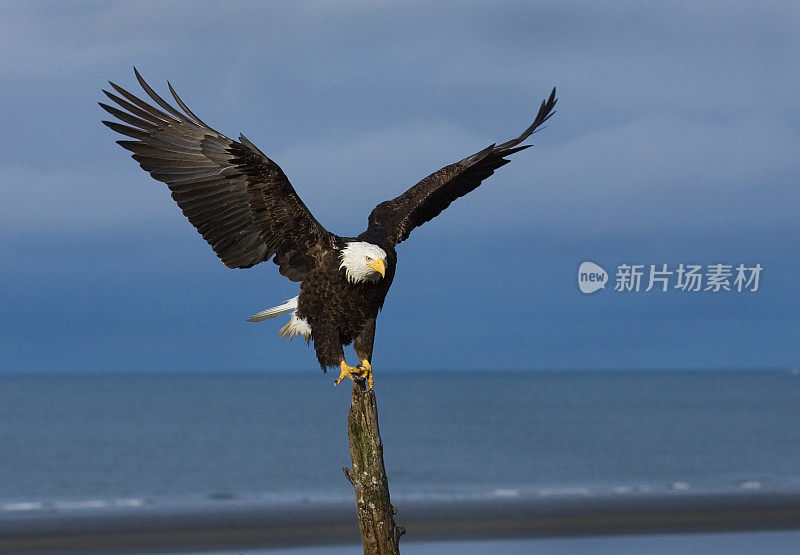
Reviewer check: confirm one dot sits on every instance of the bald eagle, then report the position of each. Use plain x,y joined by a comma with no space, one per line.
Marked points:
241,202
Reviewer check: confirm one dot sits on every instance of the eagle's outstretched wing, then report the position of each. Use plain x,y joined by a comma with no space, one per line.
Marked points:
394,219
238,199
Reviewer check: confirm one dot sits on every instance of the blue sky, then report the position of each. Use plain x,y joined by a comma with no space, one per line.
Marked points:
677,141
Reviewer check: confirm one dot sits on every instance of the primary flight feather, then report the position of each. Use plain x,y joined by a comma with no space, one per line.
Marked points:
242,203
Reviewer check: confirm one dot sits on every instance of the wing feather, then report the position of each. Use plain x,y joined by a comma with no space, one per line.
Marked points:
238,199
393,220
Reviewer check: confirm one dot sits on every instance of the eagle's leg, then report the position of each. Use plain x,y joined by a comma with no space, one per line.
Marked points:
363,347
367,368
353,372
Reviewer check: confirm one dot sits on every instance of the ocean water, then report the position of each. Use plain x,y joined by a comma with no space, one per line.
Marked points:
128,436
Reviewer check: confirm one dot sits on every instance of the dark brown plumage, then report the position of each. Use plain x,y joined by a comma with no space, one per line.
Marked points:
244,206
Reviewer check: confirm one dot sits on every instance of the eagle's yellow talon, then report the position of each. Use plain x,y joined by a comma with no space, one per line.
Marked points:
348,371
361,372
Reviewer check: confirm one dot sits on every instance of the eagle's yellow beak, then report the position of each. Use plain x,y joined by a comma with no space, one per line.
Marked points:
379,266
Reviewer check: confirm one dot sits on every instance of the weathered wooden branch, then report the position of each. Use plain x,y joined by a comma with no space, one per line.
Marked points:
379,533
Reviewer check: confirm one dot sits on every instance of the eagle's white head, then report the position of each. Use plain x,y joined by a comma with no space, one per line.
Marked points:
363,262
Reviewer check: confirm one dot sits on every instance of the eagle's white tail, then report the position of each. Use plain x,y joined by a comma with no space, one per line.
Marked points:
289,305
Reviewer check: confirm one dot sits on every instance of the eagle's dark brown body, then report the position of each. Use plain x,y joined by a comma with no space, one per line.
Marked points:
244,206
340,312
○ ○ ○ ○ ○ ○ ○
§ **Work instruction**
Return all the data exactly, and keep the pictures out.

§ **Response below**
Reviewer check: confirm one dot sits on every instance of the bald eagle, then report the position of each. Use plain x,y joined by a comma with no space, one per line.
Marked points:
241,202
Reviewer check: confirm one dot sits on every instance of the eagle's outstretched wing, then report the position of each. Use plain x,y joined by a comma with no space, one per line.
Marked points:
394,219
238,199
Reviewer check: confirm one dot sits on every instance of the blue sky, then report the position of each. Use plain x,y joined by a comma with no space, one per line.
Marked points:
677,141
Reviewer check: confirm one dot sits on every instance of the primary flight feather, then report the position of each. Use plain x,y joined by a comma with no space, one per line.
Marked points:
242,203
Reviewer check: confirm one dot sits on every instance of the wing feather, then report the position of each. Use plain x,y joined by a comma with no space, one per line.
Marked points:
238,199
393,220
Reviewer check: confirm one dot sits on every instance of the eagle's leg, then report the position of each. Use plain x,y joined by a comma with no space, one per line.
Marked points:
363,347
367,368
353,372
Reviewer check: confirm one dot sits on every instance of the ocean water, then report the position of each. Use plain x,y joined by a comma with no space, one per line.
Marked points:
128,436
Reviewer check: confirm one dot sits on every instance of the dark brown plumage, then report the position of each. Use plain x,y joined by a comma with no space, one per line.
Marked points:
244,206
Reviewer check: confirm one dot sits on every instance of the eagle's yellow talon, then report the position of each. Use plain x,y joined by a comma with no space, one per line.
Marked points:
348,371
361,372
Reviewer check: confirm one dot sits on every instance of the eagle's yellow beak, then report the position of each. Use plain x,y joined by a comma with no space, one per line.
Marked points:
379,266
Reviewer check: confirm one dot sits on every instance of the weathered wooden branch, then report the position of each. Use plain x,y joined by a comma with no space, one per line.
Marked points:
379,533
Reviewer check: confirm one dot sits on every instance of the eagle's white head, then report the position of each. Use plain x,y joined by a comma with no space, one per line.
Marked points:
363,262
Reviewer check: confirm one dot sits on every instance of the eagle's white tail, then report the position of each. Use plain x,y joined by a comma with no space, one per line.
Marked points:
289,305
Reviewer check: confirm one dot sits on every instance of the eagle's dark brown body, then report the position of each. Use plain x,y joined by a comma with no space, one per line.
Marked points:
244,206
340,312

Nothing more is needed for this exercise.